_Problem_
Reproduce the records below exactly as they appear.

##### Working data #####

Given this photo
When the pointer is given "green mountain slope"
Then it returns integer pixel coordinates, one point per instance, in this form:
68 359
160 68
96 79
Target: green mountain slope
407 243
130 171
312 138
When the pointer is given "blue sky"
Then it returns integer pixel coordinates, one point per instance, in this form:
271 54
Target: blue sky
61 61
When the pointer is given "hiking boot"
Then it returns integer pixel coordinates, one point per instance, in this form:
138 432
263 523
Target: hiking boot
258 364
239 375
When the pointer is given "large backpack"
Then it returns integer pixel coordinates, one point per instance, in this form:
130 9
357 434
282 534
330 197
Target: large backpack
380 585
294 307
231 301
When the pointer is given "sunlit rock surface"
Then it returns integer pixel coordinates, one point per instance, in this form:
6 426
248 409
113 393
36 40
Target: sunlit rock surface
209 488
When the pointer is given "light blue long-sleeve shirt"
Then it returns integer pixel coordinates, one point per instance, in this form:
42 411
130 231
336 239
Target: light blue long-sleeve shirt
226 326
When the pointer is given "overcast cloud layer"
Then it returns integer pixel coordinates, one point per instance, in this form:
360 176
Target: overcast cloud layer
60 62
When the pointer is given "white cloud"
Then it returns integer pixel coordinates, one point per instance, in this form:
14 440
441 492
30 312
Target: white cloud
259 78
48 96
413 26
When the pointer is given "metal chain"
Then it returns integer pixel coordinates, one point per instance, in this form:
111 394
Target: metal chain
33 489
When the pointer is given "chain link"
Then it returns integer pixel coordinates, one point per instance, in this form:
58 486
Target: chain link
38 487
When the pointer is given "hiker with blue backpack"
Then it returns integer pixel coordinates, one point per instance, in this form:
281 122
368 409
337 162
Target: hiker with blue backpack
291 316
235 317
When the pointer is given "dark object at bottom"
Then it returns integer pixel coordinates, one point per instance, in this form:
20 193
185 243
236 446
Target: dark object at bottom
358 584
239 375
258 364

#####

_Solution_
Given this photo
When the pointer is given "green mountain slope"
Then it returns integer pixel coordinates, one point per instance, in this form:
68 359
160 68
96 79
Target: green mountain slope
407 243
130 171
312 138
When the pointer is given "blue sky"
Then it returns integer pixel coordinates, one point per instance, in this form:
271 54
Target: blue sky
61 61
When the pointer is given "hiking boot"
Then it returns integer pixel coordinates, one point per instance, in this form:
138 432
263 523
Target: hiking boot
258 364
239 375
When the pointer is given "large backpack"
Then it returns integer pixel coordinates, one point per instance, in this form:
130 9
357 434
282 534
330 197
Target: large backpack
380 585
294 307
231 301
When the pointer is given "sunlit rock surface"
Then it returns integer pixel coordinates, one point per instance, in this form:
6 426
248 409
113 393
36 40
Target: sunlit rock surface
209 488
When the pointer is given "light blue long-sleeve shirt"
Then it returns integer pixel coordinates, one point per instance, in this form:
42 411
130 231
336 239
Target: light blue long-sleeve shirt
226 326
When the pointer is given "overcast cloud layer"
Then it returns integer pixel coordinates, one point per instance, in this form:
360 176
Target: overcast cloud layer
60 62
When the pointer is given "white cloud"
Then it returns integer pixel coordinates, one point per instance, in this form:
14 440
441 492
30 312
Target: white cloud
259 78
48 96
413 26
When the pointer is given "metal chain"
Then it returns integer pixel coordinates, one point per instance, in this form:
111 394
Target: metal chain
33 489
When the pointer is given "chain link"
Then it returns integer pixel coordinates, one point per instance, in this form:
58 486
Target: chain link
38 487
When the pointer is given "hiker with blue backpack"
Then it returns integer pixel coordinates, one point per instance, in this form:
281 122
368 409
337 162
Target: hiker with blue backpack
291 316
235 317
When the pointer is given "dark object at bottom"
Then it returns integer pixel coordinates, one point per instance, in this form:
20 193
185 243
236 446
Target: dark object at bottom
358 584
239 375
258 364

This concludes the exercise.